TEXT EXCERPT:

* * * * * * *

The program will be conducted in two 18-month phases. The first will entail competitors completing their preliminary designs with some limited testing, while the second would finalize designs and culminate in full-scale flight tests of an RDE system.
While the release offers scant details on the overarching goals of Gambit, some of the language within the announcement point toward specific challenges America’s defense apparatus currently finds itself facing. The reference to Gambit’s use in an “anti-access/area denial (A2AD) environment” could pertain to anywhere American forces are squaring off against a near-peer adversary. But there’s one such environment that has been the focus of multiple Defense efforts in recent years: the 1,000-mile-plus area denial bubble extending from Chinese shores thanks to a growing array of anti-ship weapon systems.
America’s carrier-based fighters, the F-35C and F/A-18 Super Hornet, each have a combat radius of less than 650 miles, which would mean having to sail carriers into harm’s way to launch combat sorties without longer-range munitions.
The United States obviously has the capability of fielding air-launched missiles with significant range, but it isn’t as simple as mounting a massive rocket under the Super Hornet’s wing, as Trimble points out. The size of these weapons matters a great deal, which is why RDE engines, with their improved efficiency and smaller mass, could be a game changer.
“That is probably most useful for the US Navy, which needs to find a way to equip fighters with long-range, high-speed (Mach 4-6) cruise missiles that are small enough to squeeze onto an aircraft carrier’s weapons elevators and land back on the carrier under a fighter’s wing without slamming into the deck.”
But Gambit isn’t the first new weapon program to leverage rotation detonation engine technology. According to the Air Force Research Lab, RDE technology could make high-speed weapons much more affordable, which is of particular import following a recent Defense Department analysis that indicated the hypersonic (Mach 5+) weapons in development for the Air Force may cost as much as $106 million each.
According to a list of efforts supported by the Pentagon’s High-Performance Computing Modernization program in 2022, the Air Force Research Lab has begun development on at least three RDE weapons or demonstrators.
One aims to field a liquid-fueled rotating detonation scramjet that will power an air-to-surface missile that can be carried internally by 5th generation fighters. Another will leverage solid fuel for an air-to-air missile, and a third effort aims to develop a vehicle for freejet testing on the ground.

* * * * * * *

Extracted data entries

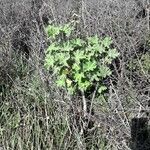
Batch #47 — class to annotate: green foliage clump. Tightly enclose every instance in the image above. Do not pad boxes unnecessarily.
[128,53,150,75]
[45,24,119,94]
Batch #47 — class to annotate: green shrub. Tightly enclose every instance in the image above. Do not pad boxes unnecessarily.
[45,24,119,94]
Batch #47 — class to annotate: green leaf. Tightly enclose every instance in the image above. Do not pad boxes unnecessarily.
[98,65,112,78]
[88,35,99,45]
[62,41,74,52]
[55,53,70,66]
[71,38,85,47]
[62,24,74,37]
[44,55,55,69]
[102,37,112,48]
[47,43,60,53]
[74,50,86,64]
[74,72,85,83]
[107,49,119,59]
[98,86,107,94]
[72,63,81,72]
[78,81,91,91]
[83,61,97,72]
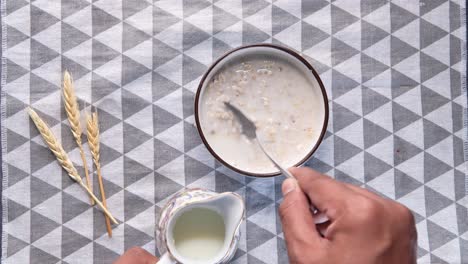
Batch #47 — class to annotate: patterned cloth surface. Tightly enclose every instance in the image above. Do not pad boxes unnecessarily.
[1,0,468,263]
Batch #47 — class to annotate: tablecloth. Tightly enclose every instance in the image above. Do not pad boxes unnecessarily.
[1,0,468,263]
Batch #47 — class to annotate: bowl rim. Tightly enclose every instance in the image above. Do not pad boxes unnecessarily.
[194,43,329,178]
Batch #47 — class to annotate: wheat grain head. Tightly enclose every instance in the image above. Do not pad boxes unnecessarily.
[28,108,81,182]
[86,112,100,167]
[62,71,82,146]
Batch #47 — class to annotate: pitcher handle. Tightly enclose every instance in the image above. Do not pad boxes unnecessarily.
[156,252,177,264]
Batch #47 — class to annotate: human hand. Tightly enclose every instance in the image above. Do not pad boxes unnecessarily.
[114,247,159,264]
[279,168,417,264]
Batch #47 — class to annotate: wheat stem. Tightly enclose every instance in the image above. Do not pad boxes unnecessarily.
[28,108,118,224]
[62,71,94,205]
[86,112,112,237]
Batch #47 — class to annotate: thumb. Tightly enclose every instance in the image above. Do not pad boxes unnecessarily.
[279,179,321,248]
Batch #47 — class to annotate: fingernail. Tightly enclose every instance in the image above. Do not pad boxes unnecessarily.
[281,179,297,196]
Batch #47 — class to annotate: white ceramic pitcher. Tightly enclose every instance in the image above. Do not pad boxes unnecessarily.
[156,189,245,264]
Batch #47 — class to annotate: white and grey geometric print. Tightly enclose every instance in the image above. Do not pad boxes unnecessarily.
[1,0,468,263]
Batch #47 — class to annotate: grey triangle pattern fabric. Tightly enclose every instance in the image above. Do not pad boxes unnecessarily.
[1,0,468,264]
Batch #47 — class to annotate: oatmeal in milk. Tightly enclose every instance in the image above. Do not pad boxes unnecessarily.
[200,56,324,173]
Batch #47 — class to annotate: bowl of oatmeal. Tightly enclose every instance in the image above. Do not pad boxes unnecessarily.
[195,44,329,177]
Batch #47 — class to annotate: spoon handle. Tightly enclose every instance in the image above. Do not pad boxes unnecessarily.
[256,137,294,179]
[256,137,329,224]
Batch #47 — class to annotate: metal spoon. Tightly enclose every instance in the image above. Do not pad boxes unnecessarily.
[224,102,329,224]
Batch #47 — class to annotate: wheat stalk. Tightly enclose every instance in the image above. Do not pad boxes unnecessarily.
[63,71,94,205]
[86,112,112,237]
[28,108,118,224]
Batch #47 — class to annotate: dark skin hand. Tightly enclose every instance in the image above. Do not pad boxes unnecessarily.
[114,168,417,264]
[280,168,417,264]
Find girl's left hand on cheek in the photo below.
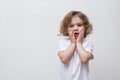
[77,28,84,43]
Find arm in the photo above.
[58,43,75,64]
[58,31,76,64]
[77,42,93,63]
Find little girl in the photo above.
[58,11,93,80]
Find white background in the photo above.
[0,0,120,80]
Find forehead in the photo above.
[70,16,83,24]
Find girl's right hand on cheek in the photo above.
[69,31,76,43]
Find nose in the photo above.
[74,26,78,30]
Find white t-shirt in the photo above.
[58,37,93,80]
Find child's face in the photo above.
[68,16,85,38]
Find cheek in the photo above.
[68,28,72,33]
[79,27,85,31]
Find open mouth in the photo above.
[74,33,79,37]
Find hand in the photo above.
[76,28,84,44]
[68,30,76,43]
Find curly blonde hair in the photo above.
[60,11,92,38]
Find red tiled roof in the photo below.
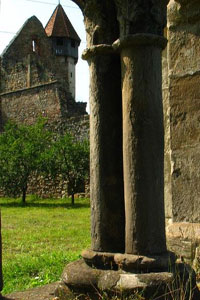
[45,4,81,42]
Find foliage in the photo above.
[43,133,89,204]
[0,119,89,203]
[0,119,51,202]
[0,195,90,295]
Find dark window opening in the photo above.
[56,37,64,46]
[71,40,76,48]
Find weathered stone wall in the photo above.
[0,17,86,129]
[163,0,200,222]
[28,115,89,198]
[163,0,200,273]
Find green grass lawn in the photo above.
[0,197,90,294]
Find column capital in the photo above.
[113,33,167,50]
[82,44,114,60]
[115,0,169,37]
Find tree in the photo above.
[0,119,51,203]
[43,133,89,205]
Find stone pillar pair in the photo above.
[84,34,166,256]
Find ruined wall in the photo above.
[27,115,89,198]
[164,0,200,222]
[0,17,86,124]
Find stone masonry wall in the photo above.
[164,0,200,222]
[28,115,89,198]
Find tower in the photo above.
[45,4,81,98]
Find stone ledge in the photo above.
[112,33,167,51]
[82,250,176,273]
[56,259,200,300]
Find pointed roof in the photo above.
[45,4,81,43]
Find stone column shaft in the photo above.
[84,46,125,252]
[0,211,3,290]
[115,34,166,255]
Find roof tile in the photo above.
[45,4,81,43]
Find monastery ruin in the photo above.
[1,0,200,299]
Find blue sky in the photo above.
[0,0,89,110]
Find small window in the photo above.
[56,37,64,46]
[71,40,76,48]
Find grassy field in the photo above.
[0,197,90,294]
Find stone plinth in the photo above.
[56,259,200,300]
[0,211,3,297]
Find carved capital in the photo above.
[83,0,119,47]
[168,0,200,27]
[115,0,169,37]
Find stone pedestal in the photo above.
[55,253,200,300]
[0,211,3,297]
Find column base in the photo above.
[56,253,200,300]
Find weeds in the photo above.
[0,197,90,294]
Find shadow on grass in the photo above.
[0,199,90,209]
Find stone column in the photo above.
[83,45,125,252]
[0,211,3,292]
[114,34,166,255]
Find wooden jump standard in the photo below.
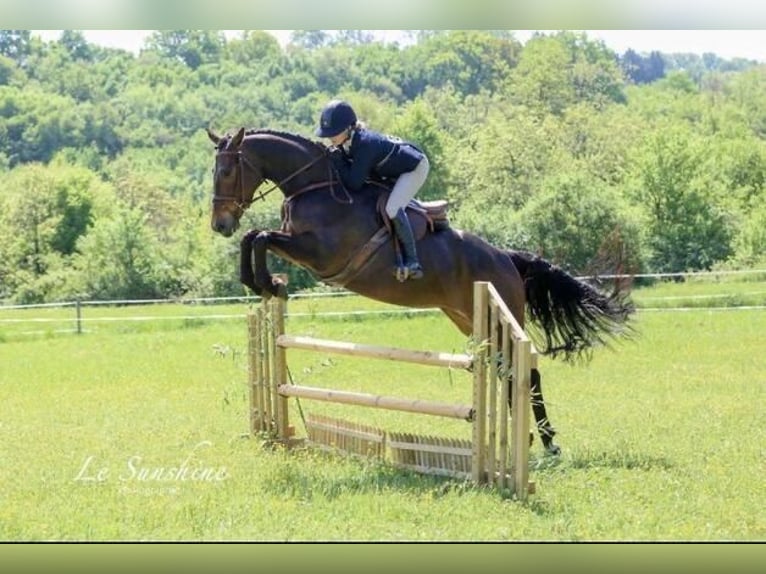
[248,282,537,499]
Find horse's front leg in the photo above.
[252,231,317,298]
[239,229,263,295]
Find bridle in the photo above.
[213,146,353,211]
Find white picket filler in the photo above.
[248,282,537,499]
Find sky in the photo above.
[32,30,766,63]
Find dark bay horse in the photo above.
[208,128,633,453]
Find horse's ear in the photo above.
[205,128,221,146]
[229,128,245,149]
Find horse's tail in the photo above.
[509,251,635,361]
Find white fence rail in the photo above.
[0,270,766,332]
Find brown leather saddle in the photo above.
[320,191,449,287]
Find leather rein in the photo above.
[213,146,354,211]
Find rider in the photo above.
[316,100,430,279]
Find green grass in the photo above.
[0,283,766,541]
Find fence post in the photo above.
[74,299,82,335]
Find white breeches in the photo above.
[386,157,431,218]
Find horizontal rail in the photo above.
[279,385,473,422]
[277,335,473,369]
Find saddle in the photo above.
[320,188,449,287]
[376,192,449,241]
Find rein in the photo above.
[213,145,354,210]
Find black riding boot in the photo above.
[391,209,423,281]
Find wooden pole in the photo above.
[252,311,263,437]
[471,281,489,484]
[511,340,532,500]
[279,385,474,421]
[277,335,473,369]
[271,297,290,440]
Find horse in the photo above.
[206,128,634,455]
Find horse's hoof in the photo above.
[545,443,561,456]
[274,279,287,300]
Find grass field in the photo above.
[0,282,766,541]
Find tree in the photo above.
[634,128,732,272]
[516,170,642,274]
[0,30,32,62]
[146,30,226,70]
[0,164,109,302]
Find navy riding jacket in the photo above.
[330,129,425,191]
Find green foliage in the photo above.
[0,30,766,301]
[517,171,642,275]
[0,300,766,544]
[635,129,732,271]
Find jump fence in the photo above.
[248,282,537,499]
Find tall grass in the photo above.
[0,284,766,541]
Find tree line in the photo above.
[0,30,766,302]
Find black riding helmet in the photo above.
[316,100,356,138]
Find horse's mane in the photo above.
[245,128,325,156]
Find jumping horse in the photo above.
[207,128,633,454]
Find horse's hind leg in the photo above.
[530,367,561,455]
[508,367,561,455]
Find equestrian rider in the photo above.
[316,100,430,279]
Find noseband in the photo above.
[213,150,333,211]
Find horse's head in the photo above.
[207,128,331,237]
[207,128,265,237]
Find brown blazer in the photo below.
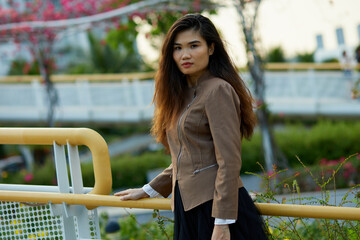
[150,73,243,219]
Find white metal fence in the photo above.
[0,128,111,240]
[0,70,360,122]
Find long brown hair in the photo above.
[151,14,256,149]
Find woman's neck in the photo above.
[186,70,208,88]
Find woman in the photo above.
[115,14,266,240]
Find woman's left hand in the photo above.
[211,225,230,240]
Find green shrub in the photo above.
[242,121,360,172]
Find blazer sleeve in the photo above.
[205,82,241,219]
[149,164,173,198]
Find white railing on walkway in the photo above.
[0,70,360,123]
[0,128,112,240]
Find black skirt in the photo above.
[174,182,268,240]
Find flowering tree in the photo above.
[0,0,217,126]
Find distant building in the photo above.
[314,24,360,62]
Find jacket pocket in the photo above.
[194,163,217,174]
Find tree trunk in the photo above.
[236,0,288,172]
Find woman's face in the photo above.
[173,29,214,84]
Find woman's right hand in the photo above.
[114,188,150,201]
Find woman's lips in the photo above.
[181,62,193,68]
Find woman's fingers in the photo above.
[114,188,149,201]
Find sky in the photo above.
[211,0,360,65]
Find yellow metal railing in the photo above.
[0,128,112,195]
[0,63,360,83]
[0,128,360,220]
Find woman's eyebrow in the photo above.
[174,40,200,46]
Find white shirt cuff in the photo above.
[142,184,159,197]
[215,218,236,225]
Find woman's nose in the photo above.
[181,49,191,59]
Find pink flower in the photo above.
[320,158,327,166]
[24,173,34,182]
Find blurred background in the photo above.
[0,0,360,199]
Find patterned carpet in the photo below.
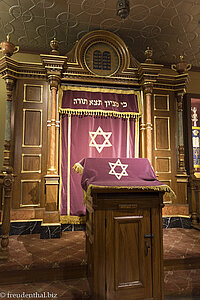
[0,228,200,300]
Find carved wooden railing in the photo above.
[0,173,13,260]
[189,171,200,230]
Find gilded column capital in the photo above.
[48,74,61,91]
[143,81,153,95]
[4,77,15,101]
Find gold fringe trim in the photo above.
[86,184,176,199]
[60,85,140,96]
[59,108,140,119]
[72,163,84,175]
[60,216,86,224]
[59,85,142,118]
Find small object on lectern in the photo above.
[0,34,19,57]
[171,55,192,74]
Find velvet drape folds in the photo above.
[60,87,140,223]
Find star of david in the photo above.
[89,126,112,153]
[109,159,128,180]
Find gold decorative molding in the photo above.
[23,83,44,104]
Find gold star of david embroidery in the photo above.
[89,126,112,153]
[109,159,128,180]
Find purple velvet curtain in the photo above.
[61,91,138,216]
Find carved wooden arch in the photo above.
[74,30,130,74]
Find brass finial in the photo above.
[144,46,154,64]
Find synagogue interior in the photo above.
[0,0,200,300]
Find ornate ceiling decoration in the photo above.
[0,0,200,67]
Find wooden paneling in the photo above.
[13,80,48,209]
[24,84,43,103]
[114,216,144,290]
[20,180,41,207]
[86,187,163,300]
[23,109,42,147]
[152,90,178,203]
[154,116,170,150]
[154,94,169,111]
[22,154,41,173]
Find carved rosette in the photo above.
[143,82,153,95]
[178,145,185,172]
[176,92,185,112]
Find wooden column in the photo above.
[41,52,67,237]
[44,75,60,219]
[144,82,153,164]
[0,77,15,259]
[0,174,13,259]
[176,92,186,174]
[175,89,188,204]
[47,75,60,174]
[3,77,15,173]
[189,170,200,226]
[139,91,145,158]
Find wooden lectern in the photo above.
[79,160,167,300]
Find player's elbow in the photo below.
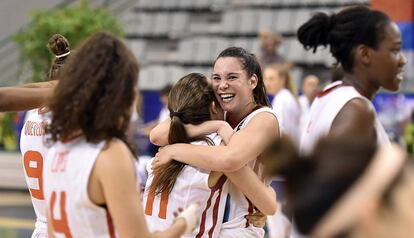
[259,200,277,216]
[220,151,244,172]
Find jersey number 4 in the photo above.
[23,150,45,200]
[49,191,72,238]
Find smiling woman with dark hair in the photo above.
[297,6,407,153]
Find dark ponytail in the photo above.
[297,6,390,72]
[298,12,333,53]
[47,34,70,80]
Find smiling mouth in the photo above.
[396,72,404,81]
[220,93,234,102]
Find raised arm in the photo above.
[149,120,233,146]
[17,80,57,88]
[0,87,53,112]
[153,112,279,172]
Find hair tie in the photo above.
[170,111,182,118]
[56,51,70,59]
[327,14,335,32]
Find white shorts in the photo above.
[32,221,47,238]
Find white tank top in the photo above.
[43,137,116,238]
[143,133,228,238]
[300,81,390,154]
[272,88,301,146]
[20,109,50,227]
[222,107,279,229]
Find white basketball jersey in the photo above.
[222,107,279,237]
[20,109,50,228]
[43,137,116,238]
[143,133,228,238]
[300,81,390,154]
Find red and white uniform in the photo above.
[220,107,277,238]
[20,109,50,238]
[143,133,228,238]
[43,137,116,238]
[300,81,390,153]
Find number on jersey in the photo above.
[23,150,45,200]
[49,191,72,238]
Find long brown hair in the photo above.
[48,33,138,152]
[47,34,70,80]
[150,73,218,194]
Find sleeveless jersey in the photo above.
[272,88,301,146]
[220,107,277,237]
[300,81,390,154]
[43,137,116,238]
[143,133,227,238]
[20,109,50,231]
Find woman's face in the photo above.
[370,23,407,91]
[211,57,257,114]
[263,67,286,95]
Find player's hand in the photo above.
[174,203,201,233]
[246,211,267,228]
[151,145,173,170]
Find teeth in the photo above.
[220,93,234,102]
[397,72,404,80]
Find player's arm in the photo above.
[153,112,279,172]
[149,120,233,146]
[94,140,191,237]
[17,80,57,88]
[0,87,53,111]
[329,98,377,143]
[224,165,277,215]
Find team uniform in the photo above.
[300,81,390,153]
[272,88,301,146]
[43,137,117,238]
[143,133,228,238]
[20,109,50,238]
[220,107,277,238]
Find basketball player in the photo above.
[298,6,407,153]
[263,136,414,238]
[43,33,198,237]
[20,34,70,238]
[151,47,279,237]
[144,73,276,237]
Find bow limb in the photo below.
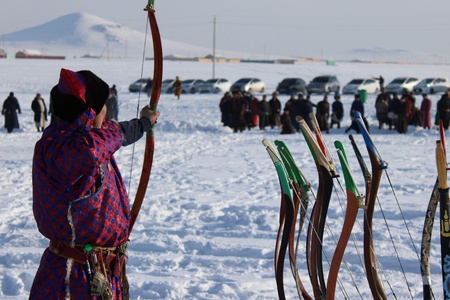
[436,140,450,300]
[129,0,163,233]
[420,120,447,300]
[297,118,336,299]
[351,115,387,300]
[326,141,362,300]
[262,140,295,299]
[275,141,312,300]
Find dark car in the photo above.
[128,78,153,93]
[306,75,341,94]
[277,78,307,95]
[230,78,266,93]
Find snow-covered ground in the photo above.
[0,59,450,299]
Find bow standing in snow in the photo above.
[30,69,159,300]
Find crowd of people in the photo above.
[219,84,450,134]
[2,85,119,133]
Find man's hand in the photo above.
[140,105,160,125]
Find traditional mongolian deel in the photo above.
[30,64,159,300]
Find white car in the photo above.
[342,78,380,95]
[386,77,419,95]
[161,79,175,94]
[199,78,231,93]
[230,78,266,93]
[413,77,450,94]
[181,79,205,94]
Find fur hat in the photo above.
[50,69,109,122]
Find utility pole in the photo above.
[212,16,216,78]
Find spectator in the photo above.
[297,95,316,130]
[420,94,432,129]
[330,95,344,128]
[106,89,118,121]
[229,91,245,132]
[172,76,183,100]
[219,92,231,126]
[345,94,369,133]
[284,95,300,131]
[397,94,412,133]
[375,97,389,129]
[269,91,281,128]
[31,93,47,132]
[280,108,295,134]
[258,95,270,130]
[388,93,401,130]
[316,95,330,133]
[372,75,384,91]
[436,89,450,130]
[2,92,22,133]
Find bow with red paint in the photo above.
[130,0,163,232]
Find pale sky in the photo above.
[0,0,450,63]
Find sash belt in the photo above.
[48,240,120,264]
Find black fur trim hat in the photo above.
[50,69,109,122]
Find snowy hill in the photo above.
[2,12,448,64]
[3,13,222,57]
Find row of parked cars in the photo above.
[128,78,266,94]
[129,75,450,95]
[277,75,450,95]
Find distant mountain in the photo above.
[2,13,446,63]
[337,47,446,63]
[3,13,225,57]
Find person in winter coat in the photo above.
[388,93,401,130]
[420,94,432,129]
[375,97,389,129]
[219,92,231,126]
[258,95,271,130]
[436,89,450,130]
[297,95,316,130]
[250,95,259,127]
[2,92,22,133]
[106,89,117,121]
[31,93,47,132]
[172,76,183,100]
[330,95,344,128]
[228,91,245,132]
[345,94,369,133]
[284,95,300,132]
[269,91,281,128]
[30,69,159,300]
[316,95,330,133]
[280,108,295,134]
[397,95,413,133]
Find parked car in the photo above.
[128,78,152,93]
[199,78,231,93]
[161,79,175,94]
[342,78,380,95]
[277,78,307,95]
[181,79,205,94]
[386,77,419,95]
[306,75,341,94]
[230,78,266,93]
[413,77,450,94]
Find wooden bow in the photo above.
[297,114,337,299]
[420,120,447,300]
[355,113,387,300]
[326,141,364,300]
[129,0,163,233]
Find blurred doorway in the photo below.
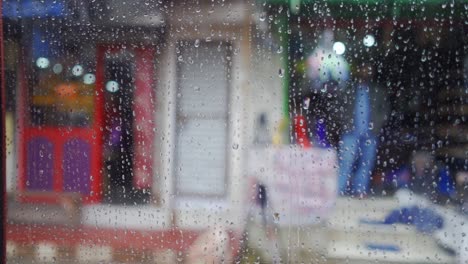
[98,47,154,205]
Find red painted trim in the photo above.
[17,49,104,204]
[7,225,240,255]
[0,1,7,263]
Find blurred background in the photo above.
[1,0,468,263]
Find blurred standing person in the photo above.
[306,29,349,147]
[338,63,388,197]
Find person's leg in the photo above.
[353,133,377,195]
[338,133,358,195]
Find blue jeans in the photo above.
[338,132,377,195]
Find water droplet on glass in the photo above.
[278,69,284,78]
[303,97,310,110]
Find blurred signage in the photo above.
[249,146,338,226]
[2,0,66,19]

* * * * * * *

PARTS OF THE EXERCISE:
1. Answer these questions using the excerpt on the Gambit program.
(a) How long is each phase of the program?
(b) What combat radius do the F-35C and the F/A-18 Super Hornet each have?
(c) According to a recent Defense Department analysis, how much might each of the hypersonic weapons in development for the Air Force cost?
2. Return, word for word, the stretch of the excerpt on the Gambit program from "One aims to" through "on the ground.".

ANSWER SET:
1.
(a) 18 months
(b) Less than 650 miles
(c) As much as $106 million

2.
One aims to field a liquid-fueled rotating detonation scramjet that will power an air-to-surface missile that can be carried internally by 5th generation fighters. Another will leverage solid fuel for an air-to-air missile, and a third effort aims to develop a vehicle for freejet testing on the ground.